Extend the forum discussion about search engines and the # symbol in URLs, starting right after its final sentence.
### Page extract ###
I've not tested it, but I definitely read that somewhere when I was trying to do something fiddly with an ajax application a few years ago.
Google suggested #! being used to denote an AJAX page state for indexing purposes, but I haven't heard anything about that since the thread here and if I remember correctly the w3c states information after the # symbol should be ignored by robots...
I'll let you do the research on the preceding or maybe someone else can chime in with the links if they have them handy, but the short of it is:
Sounds like either a bad plan or a really really bad plan depending on how much content is flash and how many URLs are effected by the # symbol...
You can't even get most compliant user-agents to send the information after the # to the server, and if you can the server does not handle them (in most cases I've heard of or tested) as part of the URL, so you can't even redirect them.
I tried to redirect URLs with a # symbol for about an hour and a half one night and could even detect it in the URL using Safari as the browser, and mod_rewrite is one of my 'things', so I would definitely advise against the idea of using them rather than a /. I'm not sure on Windows handling of them, but the short version again is IMO: It's a BAD idea.
I wondered if the rel=canonical tag would be of use (I know this isn't what it was intended for) and I've set up a few tests using that.
If I understand correctly, it boils down to this:
Google and other UAs expect the # to be a location on a page whose content they have already indexed. They expect no further content that they don't already know of to be associated with the #, so it will not be indexed.
### Data lines ###
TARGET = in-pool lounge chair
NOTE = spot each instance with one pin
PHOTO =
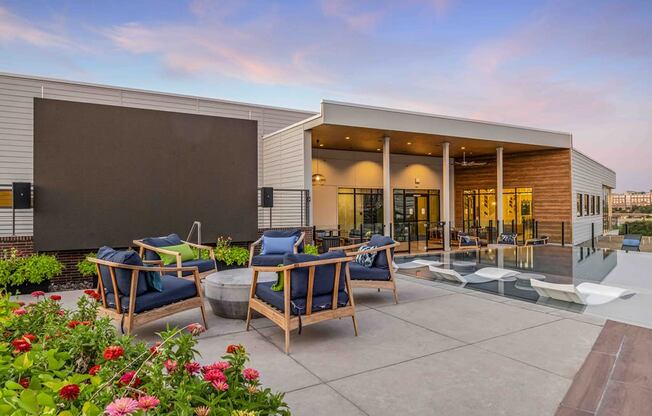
###
__Right answer__
Even worse than I thought then!
I wondered if the rel=canonical tag would be of use (I know this isn't what it was intended for) and I've set up a few tests using that.
IMO Not a bit.
I think you should tell the person you would like to follow web standards on the site and # is a named anchor indicator which can be used to change an AJAX page state (and possibly flash by flash), but using it as a substitute for a / is not one of it's uses... Like downhiller80 said again, but in other words: Why not use some other character (any other character) on the keyboard would probably be better to use, except maybe a couple... But - _ = + ? ~ . , are all options.
If your category/subcategories are numbers you could even use a letter - I have a site that has pages like /100x200x300/ when I want it to show a comparison between those three IDs. I don't recall why I chose not to use a comma, but I know I had a good reason at the time, hmm...